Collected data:

==========

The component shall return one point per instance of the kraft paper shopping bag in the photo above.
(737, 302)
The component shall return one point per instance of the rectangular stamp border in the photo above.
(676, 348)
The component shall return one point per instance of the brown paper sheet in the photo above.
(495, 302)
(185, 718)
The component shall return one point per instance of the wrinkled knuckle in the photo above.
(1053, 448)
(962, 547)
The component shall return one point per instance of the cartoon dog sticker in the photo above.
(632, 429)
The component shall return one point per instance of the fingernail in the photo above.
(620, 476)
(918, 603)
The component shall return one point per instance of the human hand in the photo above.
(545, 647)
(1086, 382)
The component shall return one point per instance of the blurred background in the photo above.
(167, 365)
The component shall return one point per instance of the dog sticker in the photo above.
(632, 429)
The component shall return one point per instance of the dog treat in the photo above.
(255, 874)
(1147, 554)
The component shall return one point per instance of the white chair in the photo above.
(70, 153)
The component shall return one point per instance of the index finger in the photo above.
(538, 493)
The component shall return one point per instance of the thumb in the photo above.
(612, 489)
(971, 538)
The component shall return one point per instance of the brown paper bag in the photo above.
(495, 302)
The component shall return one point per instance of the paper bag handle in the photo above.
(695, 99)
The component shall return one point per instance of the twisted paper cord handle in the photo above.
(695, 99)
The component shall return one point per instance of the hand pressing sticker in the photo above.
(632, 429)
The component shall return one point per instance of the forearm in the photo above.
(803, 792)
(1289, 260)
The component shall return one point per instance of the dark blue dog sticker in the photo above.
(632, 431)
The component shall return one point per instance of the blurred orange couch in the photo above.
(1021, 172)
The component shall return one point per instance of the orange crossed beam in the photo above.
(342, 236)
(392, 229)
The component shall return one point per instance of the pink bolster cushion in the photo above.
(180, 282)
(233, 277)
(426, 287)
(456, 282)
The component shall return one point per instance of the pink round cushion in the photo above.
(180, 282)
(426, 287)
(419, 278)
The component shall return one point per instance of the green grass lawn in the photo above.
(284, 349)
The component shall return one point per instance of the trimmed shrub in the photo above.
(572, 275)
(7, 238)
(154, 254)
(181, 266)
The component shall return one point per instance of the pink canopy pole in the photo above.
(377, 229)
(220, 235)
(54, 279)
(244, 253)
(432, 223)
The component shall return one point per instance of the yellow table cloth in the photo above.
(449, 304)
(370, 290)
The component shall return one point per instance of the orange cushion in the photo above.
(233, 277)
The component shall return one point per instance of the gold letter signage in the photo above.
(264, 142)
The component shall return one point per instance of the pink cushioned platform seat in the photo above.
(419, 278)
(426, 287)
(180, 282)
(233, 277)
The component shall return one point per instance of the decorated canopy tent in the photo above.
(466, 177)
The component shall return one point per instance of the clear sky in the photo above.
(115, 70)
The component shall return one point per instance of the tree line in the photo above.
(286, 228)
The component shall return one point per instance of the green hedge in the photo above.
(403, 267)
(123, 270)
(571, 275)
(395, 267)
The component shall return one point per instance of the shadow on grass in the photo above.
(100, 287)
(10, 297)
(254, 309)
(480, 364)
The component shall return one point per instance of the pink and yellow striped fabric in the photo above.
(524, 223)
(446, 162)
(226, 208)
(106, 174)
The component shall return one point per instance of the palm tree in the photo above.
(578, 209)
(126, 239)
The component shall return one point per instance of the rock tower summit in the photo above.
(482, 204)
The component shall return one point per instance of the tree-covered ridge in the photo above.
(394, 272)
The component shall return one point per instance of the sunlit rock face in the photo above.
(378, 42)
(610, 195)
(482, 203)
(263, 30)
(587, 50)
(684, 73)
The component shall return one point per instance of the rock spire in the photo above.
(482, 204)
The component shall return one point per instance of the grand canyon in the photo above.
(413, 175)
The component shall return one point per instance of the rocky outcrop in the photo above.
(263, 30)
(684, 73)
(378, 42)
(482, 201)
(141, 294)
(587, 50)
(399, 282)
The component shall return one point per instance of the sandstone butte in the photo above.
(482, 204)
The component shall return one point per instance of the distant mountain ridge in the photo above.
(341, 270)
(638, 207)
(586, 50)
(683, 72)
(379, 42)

==========

_Aim of the exercise_.
Repeat precisely the lines of the data starting at the one containing "butte in the photo above.", last line included.

_Solved problem_.
The component shall return one point per instance of the sandstone butte in the photo above.
(482, 204)
The component shall return one point per instance of the distant mountain ridge in the photo above.
(341, 270)
(638, 207)
(586, 50)
(683, 72)
(379, 42)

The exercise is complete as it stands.